GIVEN RECORDS
········

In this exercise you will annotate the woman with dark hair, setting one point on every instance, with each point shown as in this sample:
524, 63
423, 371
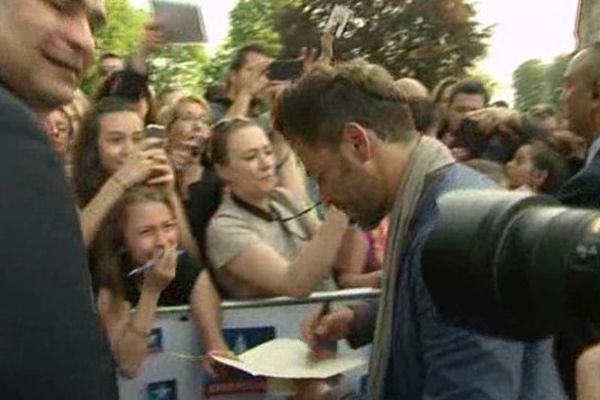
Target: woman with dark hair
142, 230
198, 184
111, 156
262, 241
131, 83
537, 167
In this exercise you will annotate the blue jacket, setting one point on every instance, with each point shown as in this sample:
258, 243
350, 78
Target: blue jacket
432, 360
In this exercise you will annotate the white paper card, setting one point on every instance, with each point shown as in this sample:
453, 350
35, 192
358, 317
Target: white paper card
340, 15
290, 359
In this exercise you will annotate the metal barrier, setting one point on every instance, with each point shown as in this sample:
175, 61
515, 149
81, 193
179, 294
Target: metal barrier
245, 325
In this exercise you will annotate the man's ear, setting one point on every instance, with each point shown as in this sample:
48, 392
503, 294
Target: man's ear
357, 140
538, 178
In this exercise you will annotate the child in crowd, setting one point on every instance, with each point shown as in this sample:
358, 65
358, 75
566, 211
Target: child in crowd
111, 156
261, 242
142, 230
537, 167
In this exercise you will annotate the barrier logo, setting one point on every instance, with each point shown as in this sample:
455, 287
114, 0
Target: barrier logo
155, 342
164, 390
240, 340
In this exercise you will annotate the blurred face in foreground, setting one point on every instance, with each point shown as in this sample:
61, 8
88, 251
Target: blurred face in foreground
46, 45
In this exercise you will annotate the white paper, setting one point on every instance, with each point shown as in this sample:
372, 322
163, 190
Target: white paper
182, 22
290, 359
340, 15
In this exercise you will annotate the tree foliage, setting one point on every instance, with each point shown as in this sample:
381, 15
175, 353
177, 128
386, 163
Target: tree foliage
536, 82
180, 67
250, 21
123, 28
425, 39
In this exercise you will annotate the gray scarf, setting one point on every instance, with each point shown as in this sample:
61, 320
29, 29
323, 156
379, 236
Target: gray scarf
428, 156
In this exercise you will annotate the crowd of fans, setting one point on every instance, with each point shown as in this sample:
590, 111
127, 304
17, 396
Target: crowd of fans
209, 192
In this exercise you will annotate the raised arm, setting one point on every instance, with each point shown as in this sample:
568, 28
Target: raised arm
129, 334
262, 267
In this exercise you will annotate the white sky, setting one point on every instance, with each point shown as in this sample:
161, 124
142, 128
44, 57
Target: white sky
524, 29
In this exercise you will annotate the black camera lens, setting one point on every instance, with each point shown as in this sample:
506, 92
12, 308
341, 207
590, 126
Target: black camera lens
513, 264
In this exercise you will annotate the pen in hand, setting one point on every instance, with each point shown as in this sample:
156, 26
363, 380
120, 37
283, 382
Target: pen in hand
148, 266
323, 349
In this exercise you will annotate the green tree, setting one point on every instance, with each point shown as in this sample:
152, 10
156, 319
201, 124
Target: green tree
250, 21
120, 35
555, 73
426, 39
180, 67
123, 29
528, 81
536, 82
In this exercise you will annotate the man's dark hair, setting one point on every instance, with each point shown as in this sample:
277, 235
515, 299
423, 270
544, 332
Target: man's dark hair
316, 109
469, 86
106, 55
88, 173
239, 59
426, 114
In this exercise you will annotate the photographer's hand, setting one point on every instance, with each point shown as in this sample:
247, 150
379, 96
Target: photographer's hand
588, 374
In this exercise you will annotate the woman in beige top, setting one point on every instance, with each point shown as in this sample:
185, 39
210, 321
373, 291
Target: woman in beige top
260, 242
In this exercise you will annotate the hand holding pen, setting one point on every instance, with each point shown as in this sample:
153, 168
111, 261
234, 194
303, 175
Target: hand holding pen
160, 270
323, 329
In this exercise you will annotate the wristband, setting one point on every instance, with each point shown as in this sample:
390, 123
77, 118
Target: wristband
138, 332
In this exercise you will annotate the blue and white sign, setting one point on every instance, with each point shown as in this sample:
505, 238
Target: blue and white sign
165, 390
155, 343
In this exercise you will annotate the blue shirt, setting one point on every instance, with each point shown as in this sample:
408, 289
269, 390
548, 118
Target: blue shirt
431, 360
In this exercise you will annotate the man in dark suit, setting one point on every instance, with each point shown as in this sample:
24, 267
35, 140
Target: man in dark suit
582, 103
51, 343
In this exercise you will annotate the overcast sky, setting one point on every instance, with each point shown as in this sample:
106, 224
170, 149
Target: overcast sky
524, 29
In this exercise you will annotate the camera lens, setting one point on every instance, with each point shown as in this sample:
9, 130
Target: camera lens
513, 264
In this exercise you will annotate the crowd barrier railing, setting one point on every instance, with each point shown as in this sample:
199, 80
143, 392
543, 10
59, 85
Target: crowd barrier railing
167, 376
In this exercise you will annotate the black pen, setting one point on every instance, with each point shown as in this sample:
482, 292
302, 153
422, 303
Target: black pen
147, 266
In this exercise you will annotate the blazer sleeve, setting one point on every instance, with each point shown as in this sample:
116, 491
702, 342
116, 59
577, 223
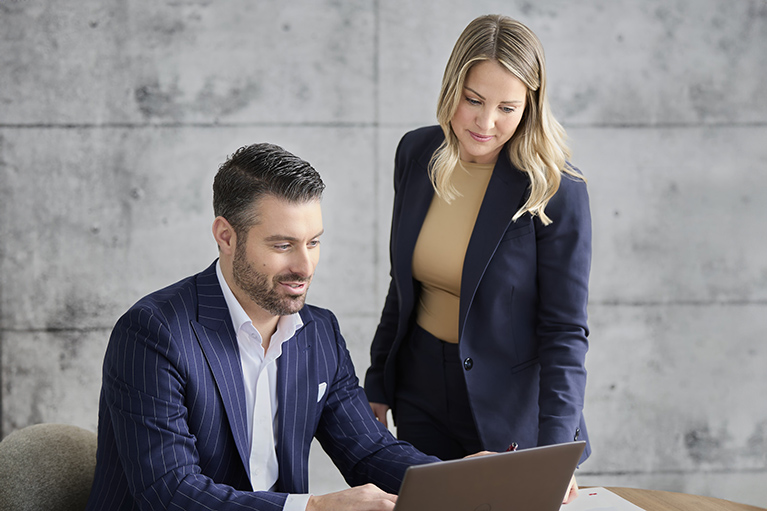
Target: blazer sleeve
361, 447
389, 322
564, 261
144, 386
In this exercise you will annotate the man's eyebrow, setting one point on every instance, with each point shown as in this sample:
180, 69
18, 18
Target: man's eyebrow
281, 237
515, 102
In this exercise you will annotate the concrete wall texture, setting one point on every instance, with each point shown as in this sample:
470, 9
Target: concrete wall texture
114, 116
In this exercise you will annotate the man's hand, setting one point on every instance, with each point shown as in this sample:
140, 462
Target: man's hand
360, 498
380, 410
572, 491
480, 453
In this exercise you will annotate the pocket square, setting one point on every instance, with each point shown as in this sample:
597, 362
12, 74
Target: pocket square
321, 390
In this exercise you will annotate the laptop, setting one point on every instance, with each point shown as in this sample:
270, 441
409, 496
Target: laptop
532, 479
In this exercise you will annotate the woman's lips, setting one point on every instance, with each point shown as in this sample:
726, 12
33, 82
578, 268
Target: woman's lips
480, 138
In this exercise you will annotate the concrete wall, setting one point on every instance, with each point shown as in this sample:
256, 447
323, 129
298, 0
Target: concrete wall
115, 115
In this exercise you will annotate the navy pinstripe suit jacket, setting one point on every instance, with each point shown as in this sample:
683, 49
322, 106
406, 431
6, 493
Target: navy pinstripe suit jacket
172, 430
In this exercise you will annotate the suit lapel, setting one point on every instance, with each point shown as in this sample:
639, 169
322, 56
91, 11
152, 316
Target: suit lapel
416, 196
219, 344
504, 195
297, 388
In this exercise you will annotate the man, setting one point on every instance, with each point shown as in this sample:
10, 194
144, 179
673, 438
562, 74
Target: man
214, 387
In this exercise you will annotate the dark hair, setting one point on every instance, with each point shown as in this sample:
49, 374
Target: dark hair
255, 171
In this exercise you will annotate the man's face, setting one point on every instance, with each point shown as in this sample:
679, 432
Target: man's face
274, 262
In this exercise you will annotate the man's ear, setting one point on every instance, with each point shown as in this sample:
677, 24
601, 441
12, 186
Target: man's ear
224, 234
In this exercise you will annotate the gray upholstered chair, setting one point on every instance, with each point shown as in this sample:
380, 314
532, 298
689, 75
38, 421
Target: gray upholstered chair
47, 467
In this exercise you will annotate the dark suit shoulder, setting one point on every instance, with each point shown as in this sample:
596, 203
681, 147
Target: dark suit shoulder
421, 143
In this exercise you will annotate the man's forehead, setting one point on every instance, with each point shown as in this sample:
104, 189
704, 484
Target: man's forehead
283, 218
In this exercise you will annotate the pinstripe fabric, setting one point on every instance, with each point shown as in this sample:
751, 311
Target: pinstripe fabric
172, 427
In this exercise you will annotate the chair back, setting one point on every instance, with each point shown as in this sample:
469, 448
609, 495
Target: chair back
47, 467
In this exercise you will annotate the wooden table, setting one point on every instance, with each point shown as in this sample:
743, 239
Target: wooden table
654, 500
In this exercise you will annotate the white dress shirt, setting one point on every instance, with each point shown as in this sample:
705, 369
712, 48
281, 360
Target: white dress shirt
259, 374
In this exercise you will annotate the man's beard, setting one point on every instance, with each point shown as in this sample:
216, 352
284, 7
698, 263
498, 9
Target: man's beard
256, 286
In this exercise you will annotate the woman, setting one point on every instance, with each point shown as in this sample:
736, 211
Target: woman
483, 336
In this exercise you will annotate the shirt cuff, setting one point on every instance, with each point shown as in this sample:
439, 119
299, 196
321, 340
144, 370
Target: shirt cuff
297, 502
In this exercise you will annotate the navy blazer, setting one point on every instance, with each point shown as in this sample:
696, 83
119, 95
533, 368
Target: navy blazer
524, 292
172, 430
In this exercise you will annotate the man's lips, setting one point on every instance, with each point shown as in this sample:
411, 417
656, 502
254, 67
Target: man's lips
293, 287
480, 138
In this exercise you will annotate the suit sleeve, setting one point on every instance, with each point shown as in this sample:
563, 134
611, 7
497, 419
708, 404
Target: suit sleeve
564, 261
144, 389
387, 327
363, 450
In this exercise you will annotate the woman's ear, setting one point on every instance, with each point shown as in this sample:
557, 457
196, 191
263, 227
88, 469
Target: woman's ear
224, 234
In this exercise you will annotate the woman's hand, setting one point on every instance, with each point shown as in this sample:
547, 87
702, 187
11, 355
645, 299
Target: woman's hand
380, 410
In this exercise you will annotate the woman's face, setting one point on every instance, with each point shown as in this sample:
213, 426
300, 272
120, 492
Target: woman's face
489, 111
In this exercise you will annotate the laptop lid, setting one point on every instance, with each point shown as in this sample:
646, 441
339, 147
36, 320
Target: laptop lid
530, 480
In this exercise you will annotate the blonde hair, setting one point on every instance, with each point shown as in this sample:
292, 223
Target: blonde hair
538, 146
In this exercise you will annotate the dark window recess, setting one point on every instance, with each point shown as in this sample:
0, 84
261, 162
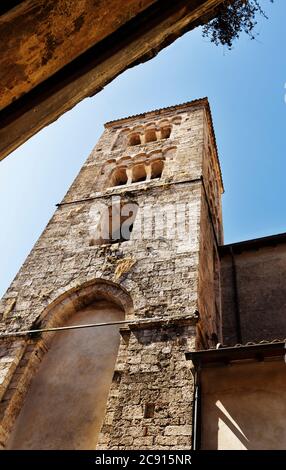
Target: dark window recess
149, 410
116, 223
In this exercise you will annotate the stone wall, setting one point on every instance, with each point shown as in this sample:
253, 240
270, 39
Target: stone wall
253, 289
170, 277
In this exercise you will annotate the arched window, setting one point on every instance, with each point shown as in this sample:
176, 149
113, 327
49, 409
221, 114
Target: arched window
138, 173
65, 404
134, 139
150, 135
156, 169
165, 132
119, 177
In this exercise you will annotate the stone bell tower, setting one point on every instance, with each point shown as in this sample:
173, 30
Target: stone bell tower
133, 243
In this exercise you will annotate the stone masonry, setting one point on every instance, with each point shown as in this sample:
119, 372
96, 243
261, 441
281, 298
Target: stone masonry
159, 161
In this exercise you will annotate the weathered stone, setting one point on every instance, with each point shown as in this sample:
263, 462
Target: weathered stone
161, 280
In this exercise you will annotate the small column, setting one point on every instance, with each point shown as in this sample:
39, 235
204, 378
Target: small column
129, 174
148, 170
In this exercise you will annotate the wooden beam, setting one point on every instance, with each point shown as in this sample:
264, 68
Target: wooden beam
138, 40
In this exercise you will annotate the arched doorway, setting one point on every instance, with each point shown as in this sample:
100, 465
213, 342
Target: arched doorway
65, 404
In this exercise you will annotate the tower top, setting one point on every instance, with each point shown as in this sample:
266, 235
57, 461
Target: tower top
198, 103
155, 112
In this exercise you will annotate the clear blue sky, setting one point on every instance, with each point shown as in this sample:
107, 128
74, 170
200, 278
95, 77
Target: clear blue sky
246, 88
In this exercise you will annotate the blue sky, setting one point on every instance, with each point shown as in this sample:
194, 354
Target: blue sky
245, 87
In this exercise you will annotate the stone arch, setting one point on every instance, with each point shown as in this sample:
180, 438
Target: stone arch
65, 402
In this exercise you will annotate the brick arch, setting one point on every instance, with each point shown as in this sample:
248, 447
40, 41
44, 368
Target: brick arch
80, 297
60, 311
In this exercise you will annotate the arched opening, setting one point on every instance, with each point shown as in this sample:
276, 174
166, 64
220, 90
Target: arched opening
156, 169
119, 177
150, 135
134, 139
65, 404
138, 173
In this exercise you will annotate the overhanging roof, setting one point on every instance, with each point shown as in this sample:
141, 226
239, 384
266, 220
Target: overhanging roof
225, 355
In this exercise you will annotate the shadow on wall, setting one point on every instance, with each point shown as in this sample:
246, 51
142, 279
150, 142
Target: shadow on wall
244, 407
65, 404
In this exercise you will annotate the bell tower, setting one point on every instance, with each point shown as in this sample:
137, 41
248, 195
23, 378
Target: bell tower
133, 243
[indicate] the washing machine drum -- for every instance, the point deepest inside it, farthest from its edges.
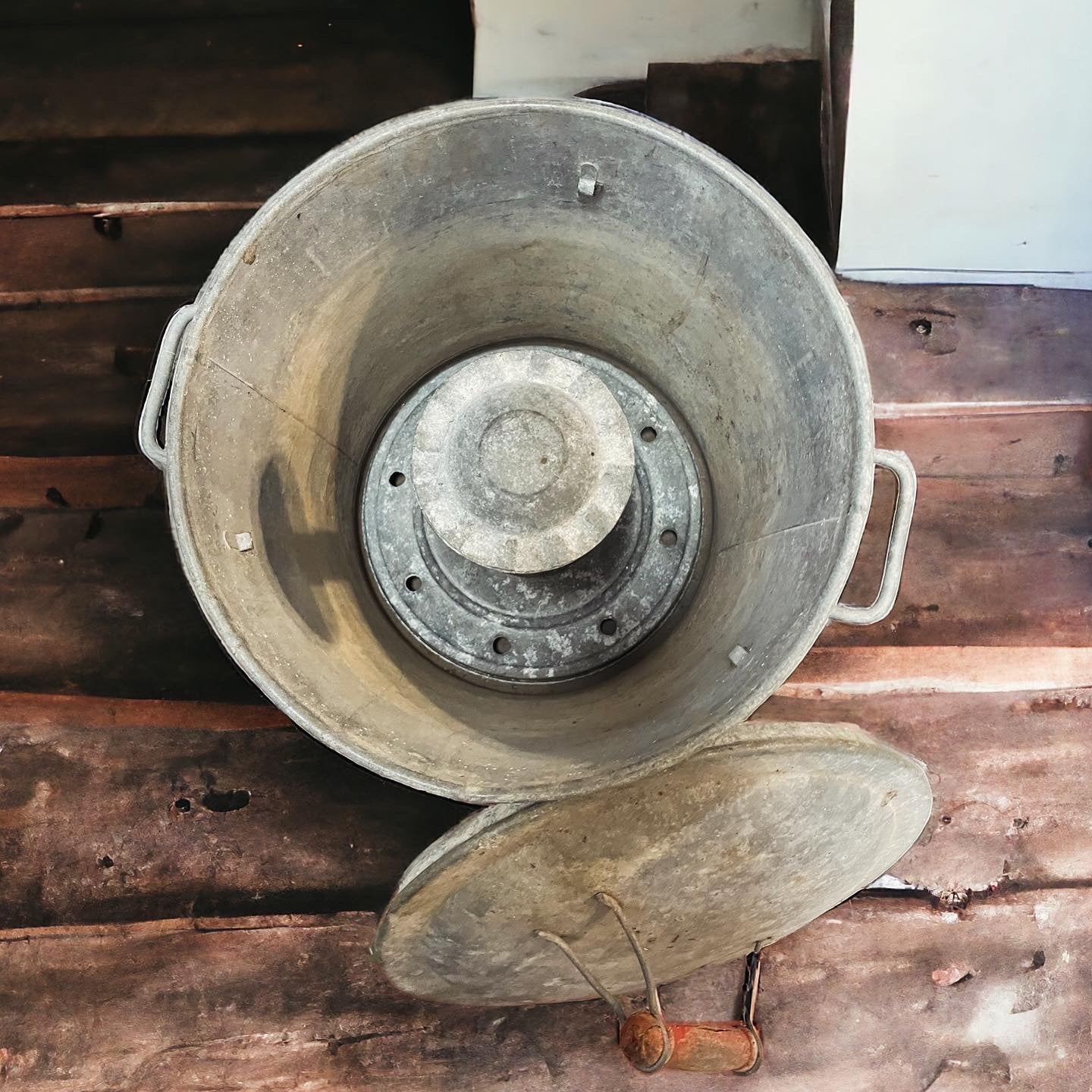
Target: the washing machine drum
(516, 446)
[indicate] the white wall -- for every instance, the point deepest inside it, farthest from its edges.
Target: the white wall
(560, 47)
(969, 143)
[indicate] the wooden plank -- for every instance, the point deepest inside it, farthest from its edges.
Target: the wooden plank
(1043, 442)
(990, 563)
(96, 603)
(849, 1003)
(988, 343)
(124, 243)
(134, 821)
(1012, 780)
(89, 482)
(96, 714)
(221, 77)
(169, 168)
(72, 372)
(92, 828)
(833, 672)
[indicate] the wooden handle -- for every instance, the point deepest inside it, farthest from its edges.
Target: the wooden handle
(725, 1046)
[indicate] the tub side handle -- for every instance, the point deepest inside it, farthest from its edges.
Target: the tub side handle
(900, 466)
(148, 426)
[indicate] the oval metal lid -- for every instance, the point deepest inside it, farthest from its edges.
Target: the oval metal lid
(746, 842)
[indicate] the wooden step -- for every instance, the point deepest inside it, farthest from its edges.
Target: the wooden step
(129, 811)
(307, 72)
(854, 1000)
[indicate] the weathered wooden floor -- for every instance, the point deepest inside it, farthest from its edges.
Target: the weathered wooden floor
(188, 883)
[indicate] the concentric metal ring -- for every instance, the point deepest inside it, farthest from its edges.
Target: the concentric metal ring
(510, 629)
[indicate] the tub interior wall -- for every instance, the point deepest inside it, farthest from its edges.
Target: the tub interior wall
(401, 261)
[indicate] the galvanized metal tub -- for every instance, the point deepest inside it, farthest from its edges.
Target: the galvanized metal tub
(475, 224)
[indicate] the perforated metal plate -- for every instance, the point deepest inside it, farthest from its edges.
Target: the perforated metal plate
(744, 843)
(516, 629)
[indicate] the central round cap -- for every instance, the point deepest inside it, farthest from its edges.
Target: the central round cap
(523, 460)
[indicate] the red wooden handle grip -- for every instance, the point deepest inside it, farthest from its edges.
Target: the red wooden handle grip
(717, 1046)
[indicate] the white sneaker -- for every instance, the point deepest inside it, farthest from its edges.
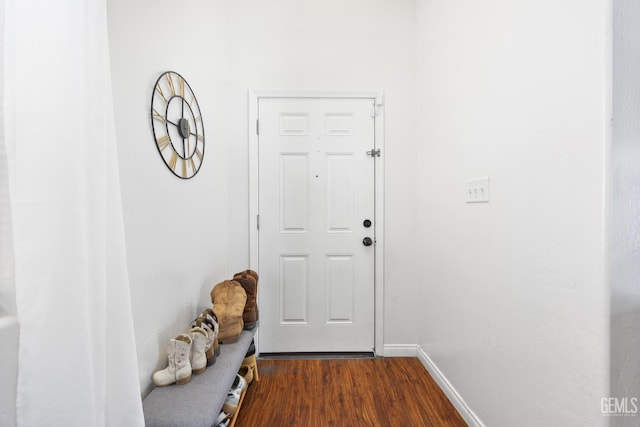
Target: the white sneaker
(233, 397)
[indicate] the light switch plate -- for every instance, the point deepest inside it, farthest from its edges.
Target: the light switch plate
(477, 190)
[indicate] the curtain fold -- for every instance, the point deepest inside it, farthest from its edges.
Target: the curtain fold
(77, 356)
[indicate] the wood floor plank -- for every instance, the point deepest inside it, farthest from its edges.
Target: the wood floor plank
(346, 392)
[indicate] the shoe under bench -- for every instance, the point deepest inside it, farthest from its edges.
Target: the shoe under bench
(198, 403)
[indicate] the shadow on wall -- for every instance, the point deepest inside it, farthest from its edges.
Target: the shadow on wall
(624, 402)
(9, 332)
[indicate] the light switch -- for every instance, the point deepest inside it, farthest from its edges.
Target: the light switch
(477, 190)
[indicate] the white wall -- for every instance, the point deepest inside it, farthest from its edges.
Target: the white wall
(183, 237)
(176, 230)
(515, 290)
(625, 227)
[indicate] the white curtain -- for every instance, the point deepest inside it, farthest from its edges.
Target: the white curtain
(77, 356)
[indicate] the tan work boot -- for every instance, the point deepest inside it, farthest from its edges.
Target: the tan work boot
(229, 299)
(250, 314)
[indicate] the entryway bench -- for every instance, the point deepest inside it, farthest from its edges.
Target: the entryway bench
(198, 403)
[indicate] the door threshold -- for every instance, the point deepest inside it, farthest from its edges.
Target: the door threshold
(319, 355)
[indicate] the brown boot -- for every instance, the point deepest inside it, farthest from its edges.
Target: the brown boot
(229, 299)
(250, 314)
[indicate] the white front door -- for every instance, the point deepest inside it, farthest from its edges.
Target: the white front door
(316, 214)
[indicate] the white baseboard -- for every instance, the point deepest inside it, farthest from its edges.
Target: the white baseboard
(401, 350)
(413, 350)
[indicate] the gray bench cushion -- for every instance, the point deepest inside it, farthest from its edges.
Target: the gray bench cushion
(197, 403)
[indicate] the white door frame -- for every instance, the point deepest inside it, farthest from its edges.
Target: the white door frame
(254, 98)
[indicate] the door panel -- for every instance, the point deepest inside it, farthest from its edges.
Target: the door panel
(316, 186)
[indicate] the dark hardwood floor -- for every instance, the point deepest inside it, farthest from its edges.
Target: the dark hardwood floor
(346, 392)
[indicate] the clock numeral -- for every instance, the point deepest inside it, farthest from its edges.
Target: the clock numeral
(181, 85)
(159, 90)
(163, 142)
(173, 161)
(171, 86)
(159, 116)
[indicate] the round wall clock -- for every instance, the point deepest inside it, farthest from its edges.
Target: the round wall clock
(177, 125)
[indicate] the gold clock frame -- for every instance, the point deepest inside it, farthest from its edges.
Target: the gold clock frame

········

TO DO
Can you copy, word for word, the lines from the one holding "[indicate] the gold" through the final line of the items, inclusive, and nothing else?

OUTPUT FOR THIS EXERCISE
[indicate] the gold clock frame -- for every instance, the point deepest inside it, farthest from its edges.
Target: the gold clock frame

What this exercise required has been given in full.